__Document segment__:
******
Clock skew is real. Sometimes the payload timestamp lands slightly ahead of our now(), producing a negative delta. We clamp negatives in the range [-5s, 0) to zero. Anything beyond that gets logged and dropped via the clock_skew skip reason. The 5-second threshold is empirical, picked from the distribution of negatives we actually saw.

We wrap the whole tagging path in try/except. A bug in metric extraction must never break webhook reception, since webhooks are our only input, and missing a metric beats dropping a real event.

Cardinality and rollout

Tagging a histogram by owner_id is high cardinality. We have hundreds of customer orgs, so we rolled the metric out in two phases.

First, we tagged everyone with the per-owner breakdown to validate that the system worked and our heuristics weren’t lying — aggregate metrics aren’t enough at this stage, you need per-customer detail to spot the outlier orgs whose payloads break your assumptions. Once we trusted the data, we narrowed the per-owner tag to a bounded allowlist of orgs gated by HTTP_MONITORING_FOR_ORG, the same flag we already use for HTTP request monitoring. Everyone else still feeds the aggregate metrics.

What we wish GitHub did

If GitHub published the timestamp at which they sent the webhook, this entire post would be three lines long. They don’t.
******
Records from a data collection:
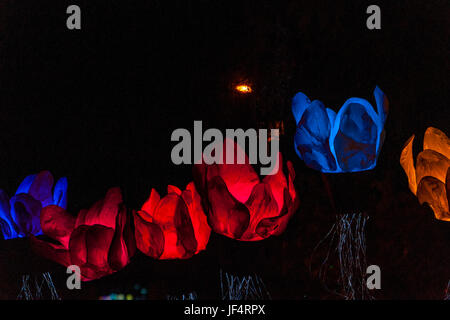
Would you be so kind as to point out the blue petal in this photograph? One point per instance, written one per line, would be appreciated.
(26, 184)
(355, 135)
(60, 193)
(299, 104)
(25, 212)
(382, 104)
(7, 225)
(311, 138)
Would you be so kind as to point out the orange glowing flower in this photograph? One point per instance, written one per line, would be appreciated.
(429, 180)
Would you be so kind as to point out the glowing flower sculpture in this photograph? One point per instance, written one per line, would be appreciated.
(19, 216)
(429, 180)
(241, 206)
(348, 141)
(99, 240)
(173, 227)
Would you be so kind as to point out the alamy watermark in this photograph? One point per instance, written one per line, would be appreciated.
(256, 141)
******
__Task list__:
• a. In the text on GitHub webhook timing, which range of negative deltas gets clamped to zero?
• b. Carry the text on GitHub webhook timing forward from its final sentence.

__Solved tasks__:
• a. Negatives in the range [-5s, 0).

• b.
There is a deliveries REST endpoint that lists every webhook GitHub fired for your account. It has no filters that matter. You browse from now backward with a cursor: you can’t query deliveries that took longer than X seconds, and you can’t filter by status or event type beyond the most recent few entries. It’s an event log with a cursor, and we’ve never been able to use it for anything operational.

Sender-side metrics from GitHub would also help. Today we have no idea what their internal queue depth looks like or what their delivery error rate is for our account. We have a single throttled_at timestamp on individual deliveries, and not much else. Half the chain we depend on for an SLO is opaque.

GitHub’s availability update this week mentions moving webhooks to a different backend, out of MySQL. That should help with raw throughput. What it doesn’t address is the observability gap: even if delivery gets faster, we still won’t know what their internal queue depth looks like for our account, or whether a slow window is throttling, retries, or backend lag. Sender-side metrics are the part we keep wishing for.

If you depend on webhook timing

If you build something on top of GitHub webhooks and your product depends on timing, measure the latency yourself. GitHub will not do it for you.

The right timestamp to compare against depends on the (event_type, action) pair, not just the event type, and you will get it wrong on the first try. Watching graphs and chasing outliers beats designing the dispatch table on paper.

We spent more time on this dispatch table than any of us would like to admit. The graph is finally boring, which is the only thing we ever wanted. If GitHub ever ships a delivered_at header, the first round is on us.

Next time someone tells you webhooks are real-time, ask for the p95.